Problem description>
Reproduce the data below with every "anywhere in the frame" swapped for "anywhere in the image" and nothing else changed. Omit the pictures from your output.

Data rows>
· · · ·
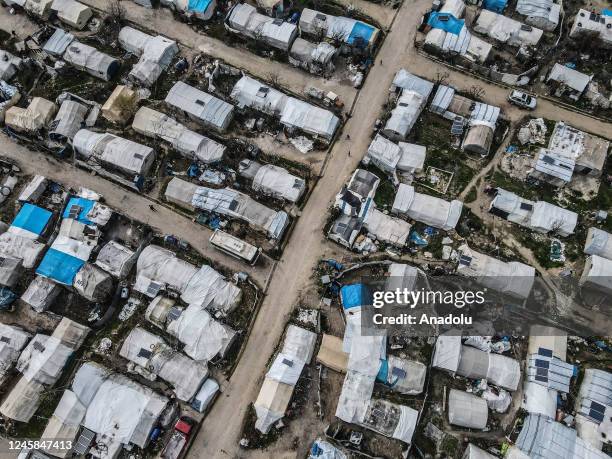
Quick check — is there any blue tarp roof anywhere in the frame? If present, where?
[340,284,372,309]
[12,203,53,235]
[36,248,85,285]
[427,11,465,35]
[347,22,374,45]
[62,196,96,225]
[187,0,212,13]
[482,0,508,14]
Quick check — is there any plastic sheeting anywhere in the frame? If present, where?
[167,306,236,361]
[132,107,225,164]
[392,183,463,231]
[191,187,289,240]
[448,389,489,430]
[96,241,136,279]
[73,129,155,180]
[191,378,219,413]
[383,90,427,140]
[165,81,234,131]
[457,245,535,298]
[253,164,306,202]
[119,327,208,401]
[336,370,376,424]
[21,276,60,312]
[363,207,412,247]
[63,41,120,81]
[0,322,32,385]
[226,3,298,51]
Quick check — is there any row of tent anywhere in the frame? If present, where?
[328,169,463,248]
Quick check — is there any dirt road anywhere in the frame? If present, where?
[0,133,273,287]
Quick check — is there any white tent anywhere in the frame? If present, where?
[51,0,93,30]
[21,276,60,312]
[252,164,306,202]
[165,81,234,131]
[448,389,489,430]
[167,305,236,361]
[63,40,119,81]
[73,129,155,180]
[119,327,208,401]
[96,241,137,279]
[226,3,298,51]
[363,207,412,247]
[0,322,31,385]
[392,183,463,231]
[134,245,242,314]
[473,9,544,47]
[118,27,178,86]
[382,90,427,140]
[132,107,225,164]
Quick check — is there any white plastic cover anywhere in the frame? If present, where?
[392,183,463,231]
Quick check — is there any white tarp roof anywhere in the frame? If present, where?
[119,327,208,401]
[0,322,32,384]
[73,129,155,180]
[227,3,298,51]
[363,207,412,247]
[134,245,242,313]
[457,244,535,298]
[190,184,289,239]
[584,227,612,260]
[383,89,427,139]
[432,333,461,374]
[473,9,544,46]
[393,183,463,231]
[448,389,489,430]
[96,241,136,278]
[546,63,593,93]
[168,305,236,361]
[165,81,234,131]
[336,370,376,424]
[252,164,306,202]
[63,40,119,81]
[132,107,225,164]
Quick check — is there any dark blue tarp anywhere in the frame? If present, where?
[427,11,465,35]
[11,203,53,235]
[347,22,374,45]
[482,0,508,14]
[62,196,96,225]
[340,284,372,310]
[36,248,85,285]
[187,0,212,13]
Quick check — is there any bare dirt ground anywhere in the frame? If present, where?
[0,134,273,287]
[83,0,357,107]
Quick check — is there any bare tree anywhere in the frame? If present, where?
[468,85,486,101]
[108,0,125,24]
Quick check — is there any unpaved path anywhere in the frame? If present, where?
[82,0,357,107]
[0,133,273,288]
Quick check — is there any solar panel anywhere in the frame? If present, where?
[538,347,552,357]
[391,367,406,379]
[589,409,604,422]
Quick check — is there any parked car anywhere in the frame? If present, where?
[508,90,537,110]
[161,416,196,459]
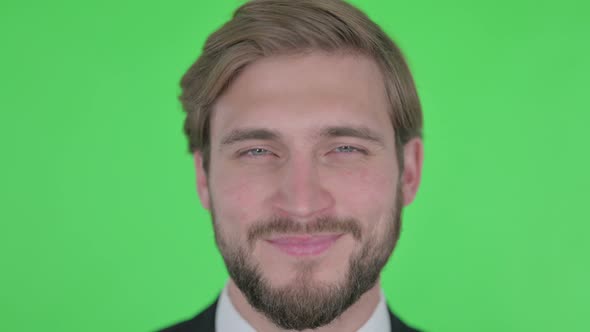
· · · ·
Result of this exercise>
Quick check — is there any blue tarp roof anywhere in the image? If present, where?
[340,284,372,309]
[12,203,53,235]
[36,248,85,285]
[427,11,465,35]
[347,22,374,45]
[62,196,96,225]
[187,0,212,13]
[482,0,508,14]
Quick check — is there any plastic sheeting anywhere in the image? If present, where?
[167,306,236,361]
[132,107,225,164]
[392,183,463,231]
[191,187,289,240]
[448,389,489,430]
[96,241,136,279]
[73,129,155,180]
[191,378,219,413]
[383,90,427,140]
[165,81,234,131]
[457,245,535,298]
[253,164,306,202]
[119,327,208,401]
[336,370,376,424]
[21,276,60,312]
[363,207,412,247]
[63,41,120,81]
[0,322,32,385]
[226,3,298,51]
Quick check — is there any row of tent anywhere in the image? If present, where?
[328,169,463,248]
Quick check — is there any dirt road anywhere in the image? If present, where?
[0,133,273,287]
Quick check — is there any white tent anywhere in the image? If present, where?
[51,0,93,30]
[21,276,60,312]
[252,164,306,202]
[165,81,234,131]
[448,389,489,430]
[167,305,236,361]
[63,40,119,81]
[73,129,155,180]
[119,327,208,401]
[96,241,137,279]
[226,3,298,51]
[363,207,412,247]
[0,322,31,385]
[392,183,463,231]
[134,245,242,314]
[473,9,544,47]
[118,27,178,86]
[382,90,427,140]
[132,107,225,164]
Quick check — is there any white plastic cover anywhere in the image? If present, where?
[392,183,463,231]
Quick check — is there any white tarp roof anywhere in the image? If present, where?
[119,327,208,401]
[0,322,32,384]
[73,129,155,180]
[227,3,298,51]
[363,207,412,247]
[134,245,242,313]
[457,244,535,298]
[190,184,289,239]
[584,227,612,260]
[383,89,427,139]
[432,333,461,374]
[473,9,544,46]
[393,183,463,231]
[448,389,489,430]
[96,241,136,278]
[546,63,593,93]
[168,305,236,361]
[165,81,234,131]
[336,370,376,424]
[252,164,306,202]
[63,40,119,81]
[132,107,225,164]
Quick check — is there any dark blue tarp anywhere in the image? If present, where?
[427,11,465,35]
[11,203,53,235]
[347,22,374,45]
[482,0,508,14]
[62,196,96,225]
[340,284,372,310]
[36,248,85,285]
[187,0,212,13]
Quick check — is there any bare dirt ground anywhere in the image? If present, where?
[0,134,273,287]
[83,0,357,107]
Quick check — is there any bare tree anywhere in the image? If present, where?
[468,85,486,101]
[108,0,125,24]
Quick check — is there any unpaved path anywhere in the image? If present, where?
[82,0,357,107]
[0,133,273,288]
Quick check — is there any solar panel anywhere in the image? If present, where?
[538,347,552,357]
[391,367,406,379]
[589,409,604,422]
Quick check — is there any parked car anywhere in the image? If present, where?
[508,90,537,110]
[161,416,196,459]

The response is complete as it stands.